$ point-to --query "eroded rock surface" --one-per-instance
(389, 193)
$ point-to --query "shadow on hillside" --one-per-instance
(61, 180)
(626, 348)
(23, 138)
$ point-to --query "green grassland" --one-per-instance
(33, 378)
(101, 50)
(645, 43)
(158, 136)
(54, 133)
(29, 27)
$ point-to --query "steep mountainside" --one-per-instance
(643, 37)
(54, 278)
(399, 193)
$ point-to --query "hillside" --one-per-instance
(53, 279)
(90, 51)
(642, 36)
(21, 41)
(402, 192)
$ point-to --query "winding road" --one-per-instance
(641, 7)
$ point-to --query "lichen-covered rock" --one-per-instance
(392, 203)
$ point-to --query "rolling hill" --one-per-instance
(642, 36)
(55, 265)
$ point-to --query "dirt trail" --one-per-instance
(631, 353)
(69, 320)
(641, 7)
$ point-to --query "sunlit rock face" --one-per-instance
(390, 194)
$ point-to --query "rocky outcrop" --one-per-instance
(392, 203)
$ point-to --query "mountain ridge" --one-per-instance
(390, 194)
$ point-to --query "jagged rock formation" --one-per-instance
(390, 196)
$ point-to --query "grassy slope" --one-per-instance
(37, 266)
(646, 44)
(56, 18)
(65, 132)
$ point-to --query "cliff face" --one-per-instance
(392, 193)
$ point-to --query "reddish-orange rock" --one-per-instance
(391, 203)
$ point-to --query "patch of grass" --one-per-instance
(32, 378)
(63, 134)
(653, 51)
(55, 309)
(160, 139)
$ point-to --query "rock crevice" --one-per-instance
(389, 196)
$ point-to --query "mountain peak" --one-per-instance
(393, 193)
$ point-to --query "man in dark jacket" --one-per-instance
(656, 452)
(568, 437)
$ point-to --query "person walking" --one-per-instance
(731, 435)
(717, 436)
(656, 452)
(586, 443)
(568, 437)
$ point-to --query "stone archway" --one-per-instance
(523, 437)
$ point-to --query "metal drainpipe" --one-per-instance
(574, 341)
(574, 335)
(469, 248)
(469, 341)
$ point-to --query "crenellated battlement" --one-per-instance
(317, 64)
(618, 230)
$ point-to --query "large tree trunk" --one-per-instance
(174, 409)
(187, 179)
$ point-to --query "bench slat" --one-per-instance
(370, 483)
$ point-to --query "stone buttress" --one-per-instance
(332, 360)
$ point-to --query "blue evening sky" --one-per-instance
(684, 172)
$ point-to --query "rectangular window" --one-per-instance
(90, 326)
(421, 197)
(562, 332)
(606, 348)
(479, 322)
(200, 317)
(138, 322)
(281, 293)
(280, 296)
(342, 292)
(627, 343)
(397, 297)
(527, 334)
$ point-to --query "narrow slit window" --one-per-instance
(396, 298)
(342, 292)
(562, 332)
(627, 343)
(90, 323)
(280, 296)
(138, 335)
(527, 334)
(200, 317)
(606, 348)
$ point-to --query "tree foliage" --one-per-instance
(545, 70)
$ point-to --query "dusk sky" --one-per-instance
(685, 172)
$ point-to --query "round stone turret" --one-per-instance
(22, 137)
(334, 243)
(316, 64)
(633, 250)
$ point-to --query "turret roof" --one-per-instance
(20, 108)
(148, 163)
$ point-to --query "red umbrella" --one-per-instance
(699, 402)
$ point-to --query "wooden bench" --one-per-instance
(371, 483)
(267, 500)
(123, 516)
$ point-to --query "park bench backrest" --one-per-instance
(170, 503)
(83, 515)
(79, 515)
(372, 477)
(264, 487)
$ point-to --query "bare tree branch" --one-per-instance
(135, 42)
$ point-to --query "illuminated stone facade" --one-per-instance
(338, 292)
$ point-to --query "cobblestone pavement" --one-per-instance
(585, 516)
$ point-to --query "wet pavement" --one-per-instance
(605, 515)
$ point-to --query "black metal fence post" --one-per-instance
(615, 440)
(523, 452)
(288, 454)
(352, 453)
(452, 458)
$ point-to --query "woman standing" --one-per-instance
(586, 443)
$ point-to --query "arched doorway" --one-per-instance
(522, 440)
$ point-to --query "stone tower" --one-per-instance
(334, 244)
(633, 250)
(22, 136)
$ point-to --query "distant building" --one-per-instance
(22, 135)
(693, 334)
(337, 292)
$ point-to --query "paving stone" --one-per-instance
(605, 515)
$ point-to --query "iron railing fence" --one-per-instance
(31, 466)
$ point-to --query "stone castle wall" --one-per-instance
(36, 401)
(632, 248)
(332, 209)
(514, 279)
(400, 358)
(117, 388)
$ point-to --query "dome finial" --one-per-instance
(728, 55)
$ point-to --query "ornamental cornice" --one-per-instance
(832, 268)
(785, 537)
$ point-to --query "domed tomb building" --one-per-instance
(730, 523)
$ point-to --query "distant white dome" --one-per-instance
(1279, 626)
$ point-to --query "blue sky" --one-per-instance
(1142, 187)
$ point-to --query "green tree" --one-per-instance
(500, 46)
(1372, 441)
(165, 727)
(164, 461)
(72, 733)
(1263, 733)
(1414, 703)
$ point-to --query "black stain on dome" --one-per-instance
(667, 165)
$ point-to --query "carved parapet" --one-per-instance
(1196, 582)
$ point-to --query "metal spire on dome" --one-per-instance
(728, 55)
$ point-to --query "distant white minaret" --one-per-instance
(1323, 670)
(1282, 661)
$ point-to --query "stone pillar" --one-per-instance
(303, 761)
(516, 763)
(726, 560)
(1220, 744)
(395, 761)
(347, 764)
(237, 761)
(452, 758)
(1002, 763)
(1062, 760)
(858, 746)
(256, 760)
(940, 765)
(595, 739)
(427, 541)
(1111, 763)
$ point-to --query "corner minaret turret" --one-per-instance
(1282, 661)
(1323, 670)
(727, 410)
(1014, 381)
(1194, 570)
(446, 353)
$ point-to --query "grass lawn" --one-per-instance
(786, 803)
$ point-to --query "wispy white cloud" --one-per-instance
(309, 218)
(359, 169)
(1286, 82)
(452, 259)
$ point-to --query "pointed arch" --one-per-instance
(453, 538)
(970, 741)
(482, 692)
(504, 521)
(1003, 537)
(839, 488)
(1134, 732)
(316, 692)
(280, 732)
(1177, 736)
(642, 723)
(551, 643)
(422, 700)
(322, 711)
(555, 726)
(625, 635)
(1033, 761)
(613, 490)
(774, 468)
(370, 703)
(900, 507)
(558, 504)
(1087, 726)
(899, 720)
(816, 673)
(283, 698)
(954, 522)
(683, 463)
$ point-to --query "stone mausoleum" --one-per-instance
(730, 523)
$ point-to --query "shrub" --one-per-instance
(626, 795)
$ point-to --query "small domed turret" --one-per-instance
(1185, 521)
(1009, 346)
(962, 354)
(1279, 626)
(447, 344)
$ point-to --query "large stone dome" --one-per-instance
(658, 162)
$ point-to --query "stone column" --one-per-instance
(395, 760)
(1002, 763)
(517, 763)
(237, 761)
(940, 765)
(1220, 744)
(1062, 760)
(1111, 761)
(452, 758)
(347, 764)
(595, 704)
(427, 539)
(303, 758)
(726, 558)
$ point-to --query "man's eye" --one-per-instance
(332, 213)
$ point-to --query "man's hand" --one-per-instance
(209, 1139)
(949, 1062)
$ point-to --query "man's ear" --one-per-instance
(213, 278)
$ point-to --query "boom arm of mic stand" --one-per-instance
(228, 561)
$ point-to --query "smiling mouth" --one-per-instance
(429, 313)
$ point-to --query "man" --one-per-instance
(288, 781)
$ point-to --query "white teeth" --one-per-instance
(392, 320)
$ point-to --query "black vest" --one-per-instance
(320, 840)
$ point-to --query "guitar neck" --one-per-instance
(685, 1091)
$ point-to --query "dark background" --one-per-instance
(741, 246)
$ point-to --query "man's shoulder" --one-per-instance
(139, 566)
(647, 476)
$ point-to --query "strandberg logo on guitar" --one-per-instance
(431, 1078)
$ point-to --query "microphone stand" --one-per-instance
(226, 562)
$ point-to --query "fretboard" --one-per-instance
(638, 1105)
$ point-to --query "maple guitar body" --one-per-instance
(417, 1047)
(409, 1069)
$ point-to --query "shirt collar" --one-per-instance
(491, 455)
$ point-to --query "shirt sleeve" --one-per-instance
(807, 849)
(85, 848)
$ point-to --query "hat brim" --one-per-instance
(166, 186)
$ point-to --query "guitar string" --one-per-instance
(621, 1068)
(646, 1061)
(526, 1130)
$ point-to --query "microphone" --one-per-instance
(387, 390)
--------------------
◆ Goal of the exercise ◆
Count the lines in the listing above that contain the string "dark", treating uppercase and lowercase letters as different. Reply with the number alone.

◆ Answer to the problem ◆
2